- DATA IN THIS EXERCISE:

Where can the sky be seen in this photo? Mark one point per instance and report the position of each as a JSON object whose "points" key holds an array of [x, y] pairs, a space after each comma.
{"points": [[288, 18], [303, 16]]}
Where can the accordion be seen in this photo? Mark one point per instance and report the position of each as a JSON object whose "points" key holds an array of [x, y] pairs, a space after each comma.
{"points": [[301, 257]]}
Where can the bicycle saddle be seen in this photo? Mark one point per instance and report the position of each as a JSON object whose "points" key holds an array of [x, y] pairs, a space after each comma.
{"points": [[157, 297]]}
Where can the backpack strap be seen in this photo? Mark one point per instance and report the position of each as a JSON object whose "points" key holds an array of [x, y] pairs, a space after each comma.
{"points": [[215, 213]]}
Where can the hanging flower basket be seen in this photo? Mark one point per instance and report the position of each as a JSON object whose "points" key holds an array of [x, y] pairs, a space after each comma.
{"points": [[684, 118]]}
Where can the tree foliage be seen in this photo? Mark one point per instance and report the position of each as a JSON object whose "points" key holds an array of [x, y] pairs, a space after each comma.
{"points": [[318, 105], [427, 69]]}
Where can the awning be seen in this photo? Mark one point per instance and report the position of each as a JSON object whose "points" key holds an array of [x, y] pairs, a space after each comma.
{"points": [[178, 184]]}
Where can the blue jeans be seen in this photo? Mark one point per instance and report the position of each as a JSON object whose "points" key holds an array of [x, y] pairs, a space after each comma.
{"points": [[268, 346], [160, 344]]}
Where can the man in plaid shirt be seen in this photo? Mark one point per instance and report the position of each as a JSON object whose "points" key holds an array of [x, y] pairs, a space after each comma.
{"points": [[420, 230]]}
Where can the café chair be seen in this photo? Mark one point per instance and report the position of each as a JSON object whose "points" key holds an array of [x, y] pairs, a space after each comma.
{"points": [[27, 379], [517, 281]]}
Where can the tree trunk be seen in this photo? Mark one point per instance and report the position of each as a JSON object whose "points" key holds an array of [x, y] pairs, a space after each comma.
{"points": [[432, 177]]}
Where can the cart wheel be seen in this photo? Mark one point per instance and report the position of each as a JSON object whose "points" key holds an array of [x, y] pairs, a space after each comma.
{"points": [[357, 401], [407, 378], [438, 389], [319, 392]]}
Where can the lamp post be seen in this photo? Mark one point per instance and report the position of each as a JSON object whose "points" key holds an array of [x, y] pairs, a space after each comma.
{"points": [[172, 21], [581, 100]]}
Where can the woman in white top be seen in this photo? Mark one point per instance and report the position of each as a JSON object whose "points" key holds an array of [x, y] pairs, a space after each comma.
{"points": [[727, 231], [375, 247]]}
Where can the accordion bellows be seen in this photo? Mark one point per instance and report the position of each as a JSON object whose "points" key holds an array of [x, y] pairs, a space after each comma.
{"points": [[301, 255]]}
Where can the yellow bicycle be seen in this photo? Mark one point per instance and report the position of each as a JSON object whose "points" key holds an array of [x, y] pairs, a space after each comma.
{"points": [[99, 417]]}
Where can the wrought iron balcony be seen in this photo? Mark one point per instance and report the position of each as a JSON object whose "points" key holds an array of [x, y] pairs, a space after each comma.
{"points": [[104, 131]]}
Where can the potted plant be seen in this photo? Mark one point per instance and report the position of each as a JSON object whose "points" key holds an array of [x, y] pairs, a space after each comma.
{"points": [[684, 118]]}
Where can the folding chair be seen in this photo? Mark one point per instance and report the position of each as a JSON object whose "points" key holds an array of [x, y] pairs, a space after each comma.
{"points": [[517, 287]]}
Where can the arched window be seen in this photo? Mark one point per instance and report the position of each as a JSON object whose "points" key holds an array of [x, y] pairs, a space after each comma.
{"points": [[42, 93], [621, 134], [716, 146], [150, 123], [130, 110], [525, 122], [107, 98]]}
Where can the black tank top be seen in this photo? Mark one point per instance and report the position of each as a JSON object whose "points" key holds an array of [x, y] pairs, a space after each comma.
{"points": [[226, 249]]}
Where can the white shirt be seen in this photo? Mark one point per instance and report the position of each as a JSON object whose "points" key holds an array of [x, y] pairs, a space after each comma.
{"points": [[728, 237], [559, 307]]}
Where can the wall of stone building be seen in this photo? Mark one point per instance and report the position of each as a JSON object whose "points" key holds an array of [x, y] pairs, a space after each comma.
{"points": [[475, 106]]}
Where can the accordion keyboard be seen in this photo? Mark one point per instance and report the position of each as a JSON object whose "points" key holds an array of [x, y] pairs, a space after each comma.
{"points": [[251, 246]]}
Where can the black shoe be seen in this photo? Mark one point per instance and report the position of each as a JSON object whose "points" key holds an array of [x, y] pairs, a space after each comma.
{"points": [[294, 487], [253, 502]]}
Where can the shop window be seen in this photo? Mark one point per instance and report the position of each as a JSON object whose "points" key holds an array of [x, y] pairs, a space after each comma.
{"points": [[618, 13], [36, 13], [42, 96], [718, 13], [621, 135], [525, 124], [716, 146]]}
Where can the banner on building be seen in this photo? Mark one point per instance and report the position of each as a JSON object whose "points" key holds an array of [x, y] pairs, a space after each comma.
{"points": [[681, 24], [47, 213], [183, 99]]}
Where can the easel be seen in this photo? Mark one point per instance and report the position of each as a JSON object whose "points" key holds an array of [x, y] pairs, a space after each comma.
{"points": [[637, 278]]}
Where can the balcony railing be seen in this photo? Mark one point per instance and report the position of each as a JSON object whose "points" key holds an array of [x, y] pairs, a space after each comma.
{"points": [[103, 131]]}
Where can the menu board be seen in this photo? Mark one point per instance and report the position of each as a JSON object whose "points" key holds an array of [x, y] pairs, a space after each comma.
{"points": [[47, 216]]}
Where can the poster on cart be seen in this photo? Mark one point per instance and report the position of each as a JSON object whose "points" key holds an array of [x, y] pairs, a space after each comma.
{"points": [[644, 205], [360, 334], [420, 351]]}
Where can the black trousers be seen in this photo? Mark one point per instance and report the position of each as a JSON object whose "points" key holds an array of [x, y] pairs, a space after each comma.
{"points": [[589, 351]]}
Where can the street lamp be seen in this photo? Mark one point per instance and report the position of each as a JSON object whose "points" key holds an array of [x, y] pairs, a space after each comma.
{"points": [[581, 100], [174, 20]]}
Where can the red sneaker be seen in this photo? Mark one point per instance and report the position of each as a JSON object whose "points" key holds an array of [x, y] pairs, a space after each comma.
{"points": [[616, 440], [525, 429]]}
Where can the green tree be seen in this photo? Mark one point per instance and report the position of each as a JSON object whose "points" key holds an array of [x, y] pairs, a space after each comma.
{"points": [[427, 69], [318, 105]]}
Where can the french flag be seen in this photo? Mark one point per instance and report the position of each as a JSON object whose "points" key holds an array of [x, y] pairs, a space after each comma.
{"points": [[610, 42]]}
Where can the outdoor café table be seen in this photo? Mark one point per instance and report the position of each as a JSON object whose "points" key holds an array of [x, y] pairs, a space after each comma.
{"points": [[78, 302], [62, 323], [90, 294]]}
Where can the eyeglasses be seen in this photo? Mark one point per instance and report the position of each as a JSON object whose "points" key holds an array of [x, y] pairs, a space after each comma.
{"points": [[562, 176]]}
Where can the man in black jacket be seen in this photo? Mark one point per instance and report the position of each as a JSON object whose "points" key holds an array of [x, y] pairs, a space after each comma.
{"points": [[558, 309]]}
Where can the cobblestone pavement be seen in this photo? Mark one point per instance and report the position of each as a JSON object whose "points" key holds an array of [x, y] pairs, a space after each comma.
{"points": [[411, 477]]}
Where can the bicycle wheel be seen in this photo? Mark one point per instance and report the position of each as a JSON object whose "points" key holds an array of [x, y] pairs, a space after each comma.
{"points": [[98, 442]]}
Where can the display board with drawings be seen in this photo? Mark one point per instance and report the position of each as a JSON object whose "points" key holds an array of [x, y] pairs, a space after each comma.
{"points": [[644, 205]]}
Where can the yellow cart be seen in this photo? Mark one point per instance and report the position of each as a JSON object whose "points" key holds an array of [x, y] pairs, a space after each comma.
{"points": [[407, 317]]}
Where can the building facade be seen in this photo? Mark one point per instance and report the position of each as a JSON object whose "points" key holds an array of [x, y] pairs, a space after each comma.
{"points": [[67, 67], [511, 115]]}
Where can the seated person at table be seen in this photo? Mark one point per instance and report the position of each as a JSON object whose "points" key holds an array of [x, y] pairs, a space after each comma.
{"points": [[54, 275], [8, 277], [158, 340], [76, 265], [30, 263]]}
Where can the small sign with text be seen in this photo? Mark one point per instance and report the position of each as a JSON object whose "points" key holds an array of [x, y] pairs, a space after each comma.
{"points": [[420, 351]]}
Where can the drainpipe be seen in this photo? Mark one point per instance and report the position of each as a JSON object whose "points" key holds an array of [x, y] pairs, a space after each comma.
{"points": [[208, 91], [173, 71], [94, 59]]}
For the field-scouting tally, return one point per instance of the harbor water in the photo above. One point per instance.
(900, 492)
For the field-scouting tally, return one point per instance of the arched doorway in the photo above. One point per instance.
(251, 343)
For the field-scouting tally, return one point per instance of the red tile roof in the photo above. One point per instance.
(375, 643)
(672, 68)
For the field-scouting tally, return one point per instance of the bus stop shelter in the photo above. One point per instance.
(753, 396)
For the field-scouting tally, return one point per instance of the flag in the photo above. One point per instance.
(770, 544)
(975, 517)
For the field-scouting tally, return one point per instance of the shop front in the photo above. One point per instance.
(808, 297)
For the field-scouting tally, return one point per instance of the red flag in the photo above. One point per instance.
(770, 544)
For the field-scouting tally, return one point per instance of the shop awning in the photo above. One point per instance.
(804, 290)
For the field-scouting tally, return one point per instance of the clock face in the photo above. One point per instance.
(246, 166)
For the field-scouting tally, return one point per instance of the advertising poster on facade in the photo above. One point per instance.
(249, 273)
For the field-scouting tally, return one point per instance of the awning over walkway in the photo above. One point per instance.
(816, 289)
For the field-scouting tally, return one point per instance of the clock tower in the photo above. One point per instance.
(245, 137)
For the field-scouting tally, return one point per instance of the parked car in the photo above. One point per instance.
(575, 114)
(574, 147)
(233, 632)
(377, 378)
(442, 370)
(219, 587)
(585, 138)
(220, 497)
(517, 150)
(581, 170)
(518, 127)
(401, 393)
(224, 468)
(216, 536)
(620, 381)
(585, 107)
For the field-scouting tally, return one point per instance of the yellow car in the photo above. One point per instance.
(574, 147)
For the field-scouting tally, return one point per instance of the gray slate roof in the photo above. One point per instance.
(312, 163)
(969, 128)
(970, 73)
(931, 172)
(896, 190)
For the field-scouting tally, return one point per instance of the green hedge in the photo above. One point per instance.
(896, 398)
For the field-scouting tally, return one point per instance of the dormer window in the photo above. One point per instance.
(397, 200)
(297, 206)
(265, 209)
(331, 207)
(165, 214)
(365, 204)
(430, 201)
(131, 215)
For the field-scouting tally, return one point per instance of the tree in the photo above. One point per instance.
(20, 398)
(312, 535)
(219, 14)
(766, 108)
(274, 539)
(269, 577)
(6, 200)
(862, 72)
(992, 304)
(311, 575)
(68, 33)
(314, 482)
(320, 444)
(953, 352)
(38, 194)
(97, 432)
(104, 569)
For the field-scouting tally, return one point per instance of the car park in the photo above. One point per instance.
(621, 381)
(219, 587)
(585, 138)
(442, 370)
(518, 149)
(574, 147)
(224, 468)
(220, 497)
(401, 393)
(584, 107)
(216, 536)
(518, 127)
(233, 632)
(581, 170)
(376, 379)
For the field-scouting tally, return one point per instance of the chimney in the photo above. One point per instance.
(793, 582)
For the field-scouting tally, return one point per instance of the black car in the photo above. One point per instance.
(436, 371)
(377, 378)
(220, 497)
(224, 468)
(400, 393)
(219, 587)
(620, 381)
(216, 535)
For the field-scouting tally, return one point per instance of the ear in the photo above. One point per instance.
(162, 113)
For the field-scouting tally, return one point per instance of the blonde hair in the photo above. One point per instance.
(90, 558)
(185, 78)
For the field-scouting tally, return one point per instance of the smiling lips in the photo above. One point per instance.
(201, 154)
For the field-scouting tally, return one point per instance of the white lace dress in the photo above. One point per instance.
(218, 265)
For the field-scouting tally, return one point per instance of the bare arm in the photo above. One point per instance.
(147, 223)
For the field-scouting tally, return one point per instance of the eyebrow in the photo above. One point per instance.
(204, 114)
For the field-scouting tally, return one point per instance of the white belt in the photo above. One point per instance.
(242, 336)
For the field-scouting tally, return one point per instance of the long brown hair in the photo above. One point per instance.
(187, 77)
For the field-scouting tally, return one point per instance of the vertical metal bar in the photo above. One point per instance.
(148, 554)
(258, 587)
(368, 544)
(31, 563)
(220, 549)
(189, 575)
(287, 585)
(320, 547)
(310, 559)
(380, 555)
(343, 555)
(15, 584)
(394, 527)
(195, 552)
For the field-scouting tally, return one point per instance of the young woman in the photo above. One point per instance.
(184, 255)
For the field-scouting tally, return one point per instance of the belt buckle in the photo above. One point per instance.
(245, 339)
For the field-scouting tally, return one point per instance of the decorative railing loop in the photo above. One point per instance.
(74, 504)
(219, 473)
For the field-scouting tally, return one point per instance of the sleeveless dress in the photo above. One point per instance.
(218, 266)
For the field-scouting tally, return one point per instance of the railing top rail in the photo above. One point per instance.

- SHORT EXERCISE: Return precisely the lines of the records, starting with the line that holds "of the young" and ending with the last one.

- RESPONSE FOR THIS EXERCISE:
For the field-scouting tally, return one point per instance of the young woman in the photo above. One point per instance.
(184, 255)
For the field-scouting tally, return one point per instance of the belt buckle in the photo above. One point per instance.
(245, 339)
For the field-scouting tally, return one point per instance of the decorative railing loop in the photo above. One point per instance.
(74, 504)
(219, 473)
For the field-scouting tally, return one point per instance of the sleeveless dress in the photo above. One point per instance.
(218, 266)
For the field-scouting tally, return one point per instance of the railing top rail in the photo above. One point per instance.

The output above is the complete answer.